** START OF Source data **

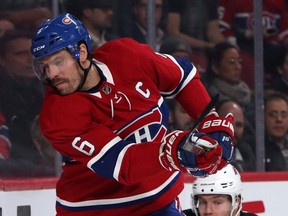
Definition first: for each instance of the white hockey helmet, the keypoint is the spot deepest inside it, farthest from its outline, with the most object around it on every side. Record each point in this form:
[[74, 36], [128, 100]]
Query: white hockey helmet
[[226, 181]]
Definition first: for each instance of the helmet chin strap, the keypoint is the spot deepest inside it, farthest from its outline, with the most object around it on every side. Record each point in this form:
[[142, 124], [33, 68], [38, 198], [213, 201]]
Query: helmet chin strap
[[86, 71]]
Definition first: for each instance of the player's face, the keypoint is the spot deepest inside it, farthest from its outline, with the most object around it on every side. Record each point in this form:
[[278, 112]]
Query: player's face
[[230, 66], [214, 205], [63, 71], [276, 118]]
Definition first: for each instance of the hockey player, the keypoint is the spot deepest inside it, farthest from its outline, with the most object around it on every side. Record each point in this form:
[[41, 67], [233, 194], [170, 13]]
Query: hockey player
[[218, 194], [106, 115]]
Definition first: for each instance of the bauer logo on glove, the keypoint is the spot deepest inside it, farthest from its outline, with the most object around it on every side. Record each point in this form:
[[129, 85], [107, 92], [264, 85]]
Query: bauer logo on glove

** END OF Source data **

> [The task]: Copy out every line of the items above word for word, leaving out the pictures.

> [Solution to this task]:
Definition first: for each instance of the white hockey helmet, the keypoint is the spot deepest inside it, farthest from its outline, with the most object around it on every side. Record each point in this form:
[[74, 36], [128, 100]]
Query: white hockey helmet
[[226, 181]]
Definition first: for each instance of the helmet chin strap, the keypoint is the spot deepest inside it, farthest from its outline, with the most object around it on every side. Record each point in this form:
[[142, 124], [33, 68], [38, 198], [213, 201]]
Query: helmet chin strap
[[86, 71]]
Definition first: for each instance of the player's face, the keypoint is the spot deepest inside it, farthest from its outline, with the most object around it on every side. Record each point in this form:
[[278, 112]]
Query: player's face
[[230, 66], [214, 205], [63, 71], [276, 118]]
Definition first: for each instance of the hockey player, the keypoint is the spot deepest inside it, farthest from its outline, with the most object around it on every side. Record each point in this form:
[[41, 67], [233, 194], [170, 13]]
Query: hockey player
[[218, 194], [106, 115]]
Definition first: for each instance of the bauer logo on glove, the keypoint is the spot deepest inside it, farthest from its outline, with the most object around it on every side. Record each point in this form:
[[129, 85], [107, 92], [264, 85]]
Query: bauer logo on glove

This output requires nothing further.